- _Required task 1_:
Output the rows as a JSON list of strings, one string per line, from the first row down to the line that contains "[[1102, 542]]". Skip blank lines and leave the pictures out.

[Begin Excerpted text]

Daily Diary – March 27 2011

I can officially say this has been a great weekend. Much art, much family time, and laughter. What more can I ask from a weekend? I did three layouts and another page in my art journal. We took family shots:

Tickled a whole bunch.

Laughed and laughed.

Then it was quiet time (though Nathaniel never did nap.) where I did art, Jake worked and David did his workbook and played on the phone. After that we went to David’s new school (he’ll hopefully be starting a new school in the fall.).

It was quite chilly but we walked around a bit.

He played on the playground.

The little one watched.

Daddy pushed him on the swings.

the little one watched some more and kept saying “me, me, me.”

Then Jake joined David and swung some himself.

We then went to grab a bit at a bagel place and came home for family time. We played Perfection and dominoes. We laughed a lot. Now the kids are sleeping and I have a bunch of blog posts to write, emails to return and then it will be sleep time. Tomorrow is a stressful day at work and this week I have an appointment each morning so it will be more stressful than usual. But that’s ok. I feel calm right now so I am just going to enjoy that.

Three Things I’m Grateful For:
1. I am grateful for another full, productive and yet relaxing day.
2. I am grateful for family time. The laughter and the joy.
3. I am grateful for my husband. I love love love him so.

Three Things David’s Grateful For:
1. I am grateful that we went out to dinner {* his pick for the journal}
2. I am grateful that we played dominoes
3. I am grateful i get to read the lego magazine in bed.

Reading with David – Mr Popper’s Penguins

David says:
I gave this story five stars because I really liked the story about how they had the penguins as pets and I thought it was kind of funny and sweet.

I like that they named the first penguin Captain Cook, I thought that was funny. I also liked that he got to go on the boat with them at the end. I also liked the part where Captain Cook was building his nest and used all the things in the house as rocks. I like the first walk the go on in the neighborhood because the penguin keeps tangling everyone up and it’s funny.

I didn’t like the part where Captain Cook got fat and sad and then also the part where they all went to jail. Those parts were sad. I think Mr. Popper made the right choice for the penguins because they cold weather and they will be happier in the Arctic.


Reading a book a week with my six-year-old son David is a weekly project for 2011. You can read more about it here.

[End Excerpted text]
[Begin Material to process]

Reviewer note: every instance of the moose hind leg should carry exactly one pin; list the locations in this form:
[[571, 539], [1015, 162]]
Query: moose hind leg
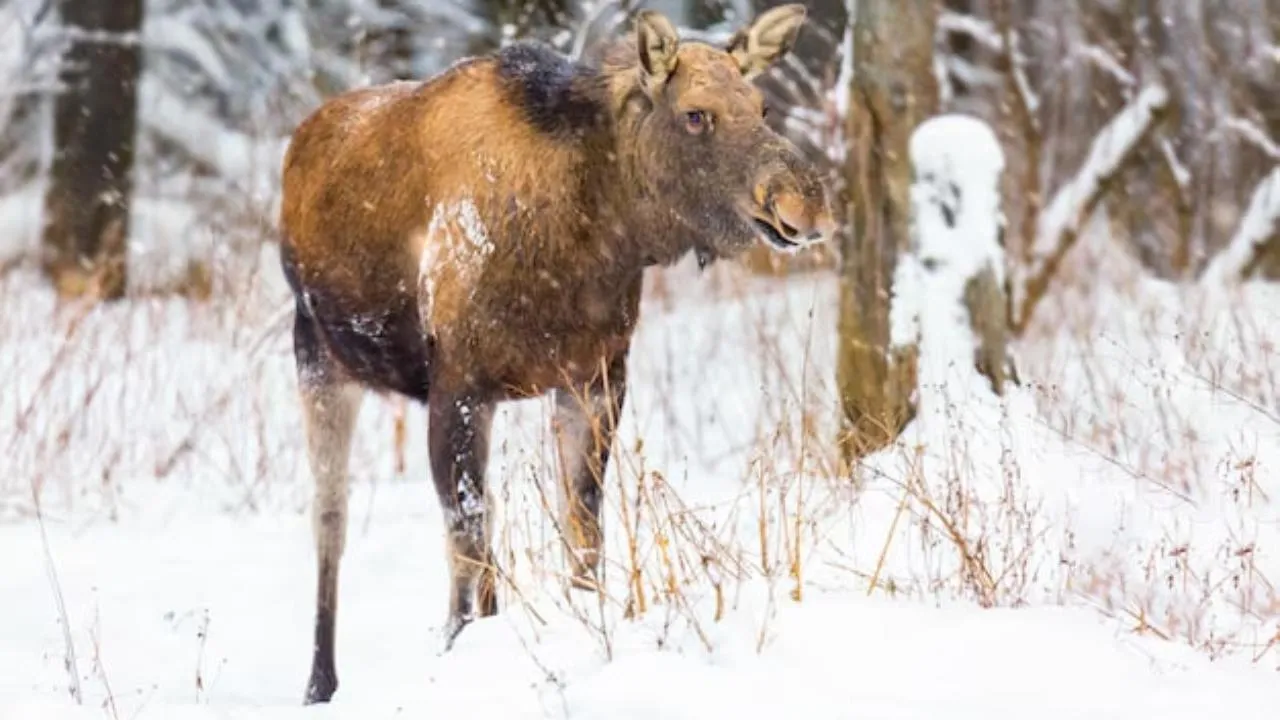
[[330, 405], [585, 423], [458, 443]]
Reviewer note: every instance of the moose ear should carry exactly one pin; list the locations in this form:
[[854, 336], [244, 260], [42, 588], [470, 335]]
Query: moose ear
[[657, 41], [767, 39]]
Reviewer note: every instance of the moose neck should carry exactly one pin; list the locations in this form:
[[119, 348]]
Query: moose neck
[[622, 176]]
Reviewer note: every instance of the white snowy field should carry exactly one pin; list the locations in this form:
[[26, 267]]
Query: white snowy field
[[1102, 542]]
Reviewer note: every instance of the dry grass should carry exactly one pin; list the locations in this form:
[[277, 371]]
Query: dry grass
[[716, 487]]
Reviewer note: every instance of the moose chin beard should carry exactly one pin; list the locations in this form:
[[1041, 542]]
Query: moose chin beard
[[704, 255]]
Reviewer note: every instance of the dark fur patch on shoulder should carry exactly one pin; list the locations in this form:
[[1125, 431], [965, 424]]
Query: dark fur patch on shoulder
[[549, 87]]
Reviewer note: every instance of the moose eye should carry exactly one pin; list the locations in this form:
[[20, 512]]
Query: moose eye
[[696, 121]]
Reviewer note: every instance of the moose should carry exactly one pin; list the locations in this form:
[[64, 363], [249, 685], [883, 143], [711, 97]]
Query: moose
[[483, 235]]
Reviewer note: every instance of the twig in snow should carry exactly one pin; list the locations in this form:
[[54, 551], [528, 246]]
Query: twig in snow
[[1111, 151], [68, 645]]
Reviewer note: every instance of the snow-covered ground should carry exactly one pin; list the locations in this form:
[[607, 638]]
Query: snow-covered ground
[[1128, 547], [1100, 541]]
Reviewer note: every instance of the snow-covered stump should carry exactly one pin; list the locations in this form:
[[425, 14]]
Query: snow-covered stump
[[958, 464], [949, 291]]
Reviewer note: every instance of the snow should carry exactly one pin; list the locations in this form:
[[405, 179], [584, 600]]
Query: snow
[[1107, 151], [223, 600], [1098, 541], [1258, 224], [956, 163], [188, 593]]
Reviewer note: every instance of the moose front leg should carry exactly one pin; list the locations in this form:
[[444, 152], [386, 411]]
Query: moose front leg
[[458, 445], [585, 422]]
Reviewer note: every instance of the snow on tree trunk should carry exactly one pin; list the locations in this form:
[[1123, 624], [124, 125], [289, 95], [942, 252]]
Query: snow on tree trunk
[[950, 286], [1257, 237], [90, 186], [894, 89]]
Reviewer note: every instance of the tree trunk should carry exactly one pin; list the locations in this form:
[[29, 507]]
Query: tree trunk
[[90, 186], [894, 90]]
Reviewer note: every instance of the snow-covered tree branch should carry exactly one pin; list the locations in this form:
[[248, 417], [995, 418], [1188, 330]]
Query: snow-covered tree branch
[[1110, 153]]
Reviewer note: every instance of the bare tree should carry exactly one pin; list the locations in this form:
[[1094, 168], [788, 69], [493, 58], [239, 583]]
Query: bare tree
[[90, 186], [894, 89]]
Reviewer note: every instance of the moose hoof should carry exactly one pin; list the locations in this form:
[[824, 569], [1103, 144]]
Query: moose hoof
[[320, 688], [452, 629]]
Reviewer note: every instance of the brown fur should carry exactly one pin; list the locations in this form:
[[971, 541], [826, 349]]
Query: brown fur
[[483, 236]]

[End Material to process]

- _Required task 2_:
According to the diary entry, which games did the family play during family time after the bagel place?

- _Expected output 1_:
[
  "Reviewer note: every instance of the moose hind leg should carry exactly one pin; list the locations in this form:",
  "[[571, 539], [1015, 162]]",
  "Query: moose hind leg",
  "[[330, 405], [585, 423], [458, 443]]",
  "Reviewer note: every instance of the moose ear should carry exactly one pin; list the locations in this form:",
  "[[854, 336], [244, 260], [42, 588], [470, 335]]",
  "Query: moose ear",
  "[[657, 41], [767, 39]]",
  "Reviewer note: every instance of the moose neck should carry exactly one pin; list the locations in this form:",
  "[[119, 348]]",
  "Query: moose neck",
  "[[622, 176]]",
  "Reviewer note: every instance of the white snowy field should carry exactly one pin; list the locations in this form:",
  "[[26, 267]]",
  "Query: white snowy field",
  "[[1102, 542]]"
]

- _Expected output 2_:
Perfection and dominoes.